* _TEXT EXCERPT_:
Basically, we find the field name e.g. Document Title, then the next line will be the field content.

In [54]:
def title(x):
    keywords = ['Document Title']
    for line in range(len(x)):
        if any(w in x[line] for w in keywords):
            FIELD = x[line+1]
            break
        else:
            FIELD = np.NaN
    return FIELD

def reference(x):
    keywords = ['Document Reference']
    for line in range(len(x)):
        if any(w in x[line] for w in keywords):
            FIELD = x[line+1]
            break
        else:
            FIELD = np.NaN
    return FIELD

def ddate(x):
    keywords = ['Document Date']
    for line in range(len(x)):
        if any(w in x[line] for w in keywords):
            FIELD = x[line+1]
            break
        else:
            FIELD = np.NaN
    return FIELD

def rdate(x):
    keywords = ['Document Reviewed']
    for line in range(len(x)):
        if any(w in x[line] for w in keywords):
            FIELD = x[line+1]
            break
        else:
            FIELD = np.NaN
    return FIELD

info_dict = {}
info_dict['TEXT'] = title(text)
info_dict['REF'] = reference(text)
info_dict['D_DATE'] = ddate(text)
info_dict['R_DATE'] = rdate(text)

info_dict

{'D_DATE': '05/06/2015',
 'REF': 'ERA-REC-123-ACR',
 'R_DATE': '15/09/2015',
 'TEXT': 'Accompanying report to the recommendation of the European Railway Agency '}

In [55]:
pd.DataFrame([info_dict]).T

Unnamed: 0,0
D_DATE,05/06/2015
REF,ERA-REC-123-ACR
R_DATE,15/09/2015
TEXT,Accompanying report to the recommendation of t...


## Extract data from a financial statement

In [61]:
text, profile = fn_docx2txt('doc/', files[1])
profile

{'filename': 'FSChimimport interim 06008 BG v3(2)_ENG.docx', 'path': 'doc/'}

![](doc/p2.png)

### Create a function that extract the paragraph and remove the empty

In [78]:
def extract_paragraph(text, keyword1, keyword2, remove_empty = False):
    paragraph = []
    for line in range(len(text)):
        if any(w in text[line] for w in keyword1):
            paragraph.append(text[line])
            nl = 1
            while any(w in text[line+nl] for w in keyword2) ==  False:
                if (line + nl + 1) >= len(text):
                    paragraph.append(text[line+nl])
                    break
                else:
                    paragraph.append(text[line+nl])
                    nl += 1
            break
    paragraph.append('THE END')

[Rows from an object pointing dataset]
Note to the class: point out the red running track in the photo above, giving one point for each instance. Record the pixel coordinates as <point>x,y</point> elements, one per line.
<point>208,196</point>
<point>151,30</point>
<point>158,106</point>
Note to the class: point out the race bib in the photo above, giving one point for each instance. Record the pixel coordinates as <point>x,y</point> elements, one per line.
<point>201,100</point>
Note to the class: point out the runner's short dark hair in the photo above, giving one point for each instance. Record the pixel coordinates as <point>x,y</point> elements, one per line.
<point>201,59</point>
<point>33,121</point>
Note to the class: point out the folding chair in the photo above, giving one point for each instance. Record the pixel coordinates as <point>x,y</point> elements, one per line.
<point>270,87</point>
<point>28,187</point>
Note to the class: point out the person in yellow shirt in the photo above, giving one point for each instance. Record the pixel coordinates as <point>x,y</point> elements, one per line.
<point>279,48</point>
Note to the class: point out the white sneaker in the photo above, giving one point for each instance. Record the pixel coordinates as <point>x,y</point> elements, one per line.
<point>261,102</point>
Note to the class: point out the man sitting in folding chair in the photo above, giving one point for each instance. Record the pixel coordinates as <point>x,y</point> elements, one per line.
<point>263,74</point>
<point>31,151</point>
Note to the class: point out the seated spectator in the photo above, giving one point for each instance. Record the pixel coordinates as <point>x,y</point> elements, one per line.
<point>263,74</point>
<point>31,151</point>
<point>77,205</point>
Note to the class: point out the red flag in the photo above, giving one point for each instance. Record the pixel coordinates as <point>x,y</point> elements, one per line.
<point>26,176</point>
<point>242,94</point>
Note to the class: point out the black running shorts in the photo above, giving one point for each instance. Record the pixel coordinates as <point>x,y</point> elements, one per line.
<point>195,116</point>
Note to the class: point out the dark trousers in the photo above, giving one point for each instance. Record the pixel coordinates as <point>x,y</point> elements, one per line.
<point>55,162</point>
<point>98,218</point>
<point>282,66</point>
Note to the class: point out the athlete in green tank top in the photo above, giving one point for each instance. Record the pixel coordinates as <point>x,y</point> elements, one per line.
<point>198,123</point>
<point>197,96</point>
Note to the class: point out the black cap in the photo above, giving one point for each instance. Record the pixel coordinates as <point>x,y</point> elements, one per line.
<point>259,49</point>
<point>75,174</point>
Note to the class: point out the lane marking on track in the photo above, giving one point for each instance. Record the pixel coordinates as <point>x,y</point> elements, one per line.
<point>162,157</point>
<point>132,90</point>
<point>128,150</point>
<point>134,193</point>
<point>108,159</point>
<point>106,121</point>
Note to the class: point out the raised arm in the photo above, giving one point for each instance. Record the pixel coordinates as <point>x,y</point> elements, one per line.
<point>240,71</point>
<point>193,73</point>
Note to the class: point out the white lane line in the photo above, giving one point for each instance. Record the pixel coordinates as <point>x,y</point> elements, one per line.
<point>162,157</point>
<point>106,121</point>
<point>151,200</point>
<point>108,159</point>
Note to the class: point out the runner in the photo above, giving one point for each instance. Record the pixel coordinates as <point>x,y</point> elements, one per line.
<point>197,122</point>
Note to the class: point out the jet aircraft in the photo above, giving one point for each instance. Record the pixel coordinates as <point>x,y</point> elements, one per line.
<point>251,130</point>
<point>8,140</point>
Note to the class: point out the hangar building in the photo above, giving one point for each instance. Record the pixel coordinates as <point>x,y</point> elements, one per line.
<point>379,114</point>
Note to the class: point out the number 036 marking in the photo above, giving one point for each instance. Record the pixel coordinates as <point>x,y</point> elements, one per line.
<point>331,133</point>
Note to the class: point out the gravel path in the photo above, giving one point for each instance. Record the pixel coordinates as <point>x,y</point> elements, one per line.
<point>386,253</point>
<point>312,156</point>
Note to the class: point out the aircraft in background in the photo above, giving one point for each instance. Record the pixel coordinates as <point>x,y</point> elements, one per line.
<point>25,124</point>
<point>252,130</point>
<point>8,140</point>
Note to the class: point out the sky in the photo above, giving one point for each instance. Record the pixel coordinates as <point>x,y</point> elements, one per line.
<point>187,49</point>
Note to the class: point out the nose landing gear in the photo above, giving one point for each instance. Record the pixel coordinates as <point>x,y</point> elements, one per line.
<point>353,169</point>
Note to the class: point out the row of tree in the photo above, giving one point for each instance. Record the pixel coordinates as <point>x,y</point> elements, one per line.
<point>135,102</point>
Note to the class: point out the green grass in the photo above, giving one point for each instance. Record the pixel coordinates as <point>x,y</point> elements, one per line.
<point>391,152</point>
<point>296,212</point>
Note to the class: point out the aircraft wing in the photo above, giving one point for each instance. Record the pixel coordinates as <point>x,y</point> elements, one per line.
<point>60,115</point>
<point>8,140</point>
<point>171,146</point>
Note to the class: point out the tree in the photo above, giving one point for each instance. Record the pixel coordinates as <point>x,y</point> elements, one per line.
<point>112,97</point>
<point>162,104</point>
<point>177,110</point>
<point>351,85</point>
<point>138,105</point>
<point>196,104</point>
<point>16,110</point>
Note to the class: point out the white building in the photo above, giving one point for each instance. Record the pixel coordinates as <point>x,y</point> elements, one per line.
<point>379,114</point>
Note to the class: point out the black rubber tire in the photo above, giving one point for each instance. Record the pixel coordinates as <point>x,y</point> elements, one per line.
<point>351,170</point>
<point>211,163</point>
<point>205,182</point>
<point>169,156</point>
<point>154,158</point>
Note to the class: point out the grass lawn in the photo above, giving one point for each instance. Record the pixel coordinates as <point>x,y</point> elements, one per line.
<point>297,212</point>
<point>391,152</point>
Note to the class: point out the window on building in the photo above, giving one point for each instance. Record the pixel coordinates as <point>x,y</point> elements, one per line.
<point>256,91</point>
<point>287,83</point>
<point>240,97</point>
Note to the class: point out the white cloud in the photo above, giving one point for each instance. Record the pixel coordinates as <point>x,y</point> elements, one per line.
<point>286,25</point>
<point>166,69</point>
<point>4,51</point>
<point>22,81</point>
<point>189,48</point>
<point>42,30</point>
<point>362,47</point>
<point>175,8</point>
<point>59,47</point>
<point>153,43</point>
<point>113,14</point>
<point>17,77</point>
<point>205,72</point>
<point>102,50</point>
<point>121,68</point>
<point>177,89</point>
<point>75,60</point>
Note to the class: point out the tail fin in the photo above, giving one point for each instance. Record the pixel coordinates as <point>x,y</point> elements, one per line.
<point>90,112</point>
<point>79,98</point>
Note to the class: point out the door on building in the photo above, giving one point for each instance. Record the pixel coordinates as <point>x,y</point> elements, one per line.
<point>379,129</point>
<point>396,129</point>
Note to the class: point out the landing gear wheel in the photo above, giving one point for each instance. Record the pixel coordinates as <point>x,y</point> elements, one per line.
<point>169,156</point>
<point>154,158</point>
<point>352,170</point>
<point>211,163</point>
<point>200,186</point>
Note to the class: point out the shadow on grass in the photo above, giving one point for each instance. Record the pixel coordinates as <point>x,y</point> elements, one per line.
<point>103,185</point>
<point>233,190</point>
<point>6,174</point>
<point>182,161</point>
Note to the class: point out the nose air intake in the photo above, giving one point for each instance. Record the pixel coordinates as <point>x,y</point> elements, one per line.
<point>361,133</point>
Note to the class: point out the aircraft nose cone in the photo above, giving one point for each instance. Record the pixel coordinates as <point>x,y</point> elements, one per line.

* _TASKS TO CARRY OUT_:
[1] In the notebook excerpt, why does the title function assign x[line+1] to FIELD after it finds the keyword? Answer in one to three sentences.
[2] Please reproduce the notebook excerpt from "### Create a" to "paragraph.append(text[line])" without any changes.
The records were drawn from a separate source, unrelated to the notebook excerpt.

* _RESPONSES PER TASK_:
[1] The approach finds a field name such as Document Title, and the field's content is on the line right after it. So once a line contains the keyword, the function takes the following line as the value.

[2]
### Create a function that extract the paragraph and remove the empty

In [78]:
def extract_paragraph(text, keyword1, keyword2, remove_empty = False):
    paragraph = []
    for line in range(len(text)):
        if any(w in text[line] for w in keyword1):
            paragraph.append(text[line])